Exercise directions: Filter the data below for the string "after" and copy each matching line.

- - - - - - -

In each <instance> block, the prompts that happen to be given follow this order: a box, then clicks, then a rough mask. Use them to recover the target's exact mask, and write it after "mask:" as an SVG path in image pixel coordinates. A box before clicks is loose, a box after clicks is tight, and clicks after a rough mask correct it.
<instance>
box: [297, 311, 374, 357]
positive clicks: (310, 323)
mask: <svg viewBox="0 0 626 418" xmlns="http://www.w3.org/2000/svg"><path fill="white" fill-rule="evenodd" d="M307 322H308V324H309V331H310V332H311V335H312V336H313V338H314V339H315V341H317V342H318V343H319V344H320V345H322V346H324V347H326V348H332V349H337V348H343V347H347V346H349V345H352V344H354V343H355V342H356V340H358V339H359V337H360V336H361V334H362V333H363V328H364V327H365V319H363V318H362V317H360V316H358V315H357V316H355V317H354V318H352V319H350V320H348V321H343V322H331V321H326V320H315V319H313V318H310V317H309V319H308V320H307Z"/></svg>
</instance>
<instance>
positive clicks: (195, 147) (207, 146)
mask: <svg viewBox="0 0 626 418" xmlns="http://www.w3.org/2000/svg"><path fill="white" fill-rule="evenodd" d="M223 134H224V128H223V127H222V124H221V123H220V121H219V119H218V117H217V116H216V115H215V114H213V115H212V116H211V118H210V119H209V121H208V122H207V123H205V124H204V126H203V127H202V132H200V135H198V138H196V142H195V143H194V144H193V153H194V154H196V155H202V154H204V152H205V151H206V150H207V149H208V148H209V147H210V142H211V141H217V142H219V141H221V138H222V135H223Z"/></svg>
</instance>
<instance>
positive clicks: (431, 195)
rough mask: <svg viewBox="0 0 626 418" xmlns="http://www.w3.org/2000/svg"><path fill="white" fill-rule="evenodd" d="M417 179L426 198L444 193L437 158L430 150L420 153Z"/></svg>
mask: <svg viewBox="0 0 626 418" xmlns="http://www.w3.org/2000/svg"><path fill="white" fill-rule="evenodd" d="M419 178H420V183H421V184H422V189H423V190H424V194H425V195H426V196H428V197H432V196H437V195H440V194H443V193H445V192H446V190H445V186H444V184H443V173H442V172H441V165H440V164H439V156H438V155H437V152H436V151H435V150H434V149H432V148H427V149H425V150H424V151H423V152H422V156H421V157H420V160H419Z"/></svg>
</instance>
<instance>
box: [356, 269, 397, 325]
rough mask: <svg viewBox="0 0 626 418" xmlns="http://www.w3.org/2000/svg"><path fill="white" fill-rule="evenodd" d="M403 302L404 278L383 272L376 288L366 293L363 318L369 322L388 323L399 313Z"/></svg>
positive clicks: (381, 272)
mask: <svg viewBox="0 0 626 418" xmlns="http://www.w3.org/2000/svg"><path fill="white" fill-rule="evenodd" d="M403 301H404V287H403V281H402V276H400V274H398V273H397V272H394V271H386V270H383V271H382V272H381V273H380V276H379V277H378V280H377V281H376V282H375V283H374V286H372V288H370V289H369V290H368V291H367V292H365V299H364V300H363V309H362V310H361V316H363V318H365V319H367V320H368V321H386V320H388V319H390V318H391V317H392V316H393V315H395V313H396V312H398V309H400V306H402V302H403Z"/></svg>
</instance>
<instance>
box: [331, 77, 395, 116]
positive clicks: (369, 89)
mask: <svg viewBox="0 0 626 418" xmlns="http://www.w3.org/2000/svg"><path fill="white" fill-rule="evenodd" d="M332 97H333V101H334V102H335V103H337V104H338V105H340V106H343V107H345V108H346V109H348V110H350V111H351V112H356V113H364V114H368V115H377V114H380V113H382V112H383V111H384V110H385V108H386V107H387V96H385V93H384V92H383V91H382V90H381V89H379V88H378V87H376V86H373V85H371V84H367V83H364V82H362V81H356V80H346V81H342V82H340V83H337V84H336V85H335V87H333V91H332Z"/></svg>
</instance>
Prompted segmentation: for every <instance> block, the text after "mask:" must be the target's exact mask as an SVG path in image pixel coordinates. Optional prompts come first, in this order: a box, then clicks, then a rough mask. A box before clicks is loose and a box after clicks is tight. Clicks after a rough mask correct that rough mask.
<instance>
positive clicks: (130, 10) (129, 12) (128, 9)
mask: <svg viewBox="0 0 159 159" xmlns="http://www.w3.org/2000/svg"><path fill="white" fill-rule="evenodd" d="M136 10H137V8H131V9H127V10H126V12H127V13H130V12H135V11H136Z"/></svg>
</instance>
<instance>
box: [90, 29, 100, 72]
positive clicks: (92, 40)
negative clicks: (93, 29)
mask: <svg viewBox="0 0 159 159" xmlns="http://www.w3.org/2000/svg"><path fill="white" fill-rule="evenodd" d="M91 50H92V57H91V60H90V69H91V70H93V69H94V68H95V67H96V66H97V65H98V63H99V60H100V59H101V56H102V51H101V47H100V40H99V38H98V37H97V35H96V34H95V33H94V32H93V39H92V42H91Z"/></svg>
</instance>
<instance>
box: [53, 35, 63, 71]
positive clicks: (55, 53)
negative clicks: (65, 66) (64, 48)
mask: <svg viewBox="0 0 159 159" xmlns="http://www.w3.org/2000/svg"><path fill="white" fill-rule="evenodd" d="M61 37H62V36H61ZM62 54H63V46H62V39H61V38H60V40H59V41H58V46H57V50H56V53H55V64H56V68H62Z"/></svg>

- - - - - - -

Expected answer:
In each <instance> block, the prompts that happen to be given follow this order: a box, then clicks, then a rough mask. Use them to recover the target's exact mask, and write it after "mask:" as an SVG path in image pixel coordinates. A box before clicks is loose, a box after clicks is tight, and clicks after a rough mask correct it.
Prompted segmentation: for every <instance> block, the text after "mask:" must be the target's exact mask as an SVG path in image pixel coordinates. Optional prompts come first, in this order: a box, then clicks, then a rough mask. A box before clicks is loose and a box after clicks is tight. Clicks after a rough mask correct that rough mask.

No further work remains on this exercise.